Short task:
Print the email thread below about the patch for mounting removable media, in full and word for word.

Source passage:
OK. At first glance it is distro-specific, as Ubuntu (for example) does not automatically mount new devices into /media. In fact, that would be considered undesirable behaviour from my point of view, as the user should be able to decide which devices to mount.
Also, I would hazard a guess that the popup GUI for encrypted devices doesn't work with this patch.
Tim
I should mention as well that if OpenSUSE does not automount into /media either, then the patch is not distro-specific, it is simply incomplete, as it does not provide all the functionality for pluggable media that once existed with HAL.
Tim
On Friday 09 September 2011 19:46:47 Timothy Pearson wrote:
I should mention as well that if OpenSUSE does not automount into /media either, then the patch is not distro-specific, it is simply incomplete,
It is complete in the part that is related to KDE3. It does not provide HAL functionality because HAL is not a part of KDE3.
as it does not provide all the functionality for pluggable media that once existed with HAL.
Yes, it needs either an auto-mounter such as devmon or udiskie started or an auto-mount udev rule enabled.
With devmon the patch works well currently on my machine. Enabling automount in udev rules comes into conflict with fsck on each boot because the devices get mounted before fsck starts which leads it to complain that the devices already mounted and unaccessible (but this may be distro-specific behavior).
On Friday 09 September 2011 19:46:47 Timothy Pearson wrote:
I should mention as well that if OpenSUSE does not automount into /media either, then the patch is not distro-specific, it is simply incomplete,
It is complete in the part that is related to KDE3. It does not provide HAL functionality because HAL is not a part of KDE3.
as it does not provide all the functionality for pluggable media that once existed with HAL.
Yes, it needs either an auto-mounter such as devmon or udiskie started or an auto-mount udev rule enabled.
With devmon the patch works well currently on my machine. Enabling automount in udev rules comes into conflict with fsck on each boot because the devices get mounted before fsck starts which leads it to complain that the devices already mounted and unaccessible (but this may be distro-specific behavior).
In light of this, I would consider this patch a temporary workaround to a far more serious problem, and would reject the patch for inclusion in the upstream TDE sources.

Dataset:

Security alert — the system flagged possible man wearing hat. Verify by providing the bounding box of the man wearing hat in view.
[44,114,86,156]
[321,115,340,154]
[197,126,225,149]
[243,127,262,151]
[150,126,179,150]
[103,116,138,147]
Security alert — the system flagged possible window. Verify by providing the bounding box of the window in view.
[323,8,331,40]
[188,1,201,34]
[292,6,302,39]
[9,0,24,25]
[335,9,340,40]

==

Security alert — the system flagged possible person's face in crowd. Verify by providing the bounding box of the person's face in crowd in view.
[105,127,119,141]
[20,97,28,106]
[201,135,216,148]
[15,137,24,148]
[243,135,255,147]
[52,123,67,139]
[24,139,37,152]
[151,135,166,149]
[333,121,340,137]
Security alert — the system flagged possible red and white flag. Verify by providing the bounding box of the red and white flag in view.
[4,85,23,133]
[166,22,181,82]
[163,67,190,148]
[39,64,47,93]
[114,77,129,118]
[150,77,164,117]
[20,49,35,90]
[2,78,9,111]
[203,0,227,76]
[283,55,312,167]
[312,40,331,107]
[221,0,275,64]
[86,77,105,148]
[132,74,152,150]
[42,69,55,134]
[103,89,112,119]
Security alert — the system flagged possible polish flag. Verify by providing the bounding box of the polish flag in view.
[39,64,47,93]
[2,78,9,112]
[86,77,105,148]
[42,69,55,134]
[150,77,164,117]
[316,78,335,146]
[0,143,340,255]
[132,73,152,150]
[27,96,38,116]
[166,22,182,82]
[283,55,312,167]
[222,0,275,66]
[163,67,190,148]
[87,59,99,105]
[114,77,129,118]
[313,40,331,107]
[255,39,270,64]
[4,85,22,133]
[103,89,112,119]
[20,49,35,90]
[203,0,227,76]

Worked solution:
OK. At first glance it is distro-specific, as Ubuntu (for example) does not automatically mount new devices into /media. In fact, that would be considered undesirable behaviour from my point of view, as the user should be able to decide which devices to mount.
Also, I would hazard a guess that the popup GUI for encrypted devices doesn't work with this patch.
Tim
I should mention as well that if OpenSUSE does not automount into /media either, then the patch is not distro-specific, it is simply incomplete, as it does not provide all the functionality for pluggable media that once existed with HAL.
Tim
On Friday 09 September 2011 19:46:47 Timothy Pearson wrote:
I should mention as well that if OpenSUSE does not automount into /media either, then the patch is not distro-specific, it is simply incomplete,
It is complete in the part that is related to KDE3. It does not provide HAL functionality because HAL is not a part of KDE3.
as it does not provide all the functionality for pluggable media that once existed with HAL.
Yes, it needs either an auto-mounter such as devmon or udiskie started or an auto-mount udev rule enabled.
With devmon the patch works well currently on my machine. Enabling automount in udev rules comes into conflict with fsck on each boot because the devices get mounted before fsck starts which leads it to complain that the devices already mounted and unaccessible (but this may be distro-specific behavior).
On Friday 09 September 2011 19:46:47 Timothy Pearson wrote:
I should mention as well that if OpenSUSE does not automount into /media either, then the patch is not distro-specific, it is simply incomplete,
It is complete in the part that is related to KDE3. It does not provide HAL functionality because HAL is not a part of KDE3.
as it does not provide all the functionality for pluggable media that once existed with HAL.
Yes, it needs either an auto-mounter such as devmon or udiskie started or an auto-mount udev rule enabled.
With devmon the patch works well currently on my machine. Enabling automount in udev rules comes into conflict with fsck on each boot because the devices get mounted before fsck starts which leads it to complain that the devices already mounted and unaccessible (but this may be distro-specific behavior).
In light of this, I would consider this patch a temporary workaround to a far more serious problem, and would reject the patch for inclusion in the upstream TDE sources.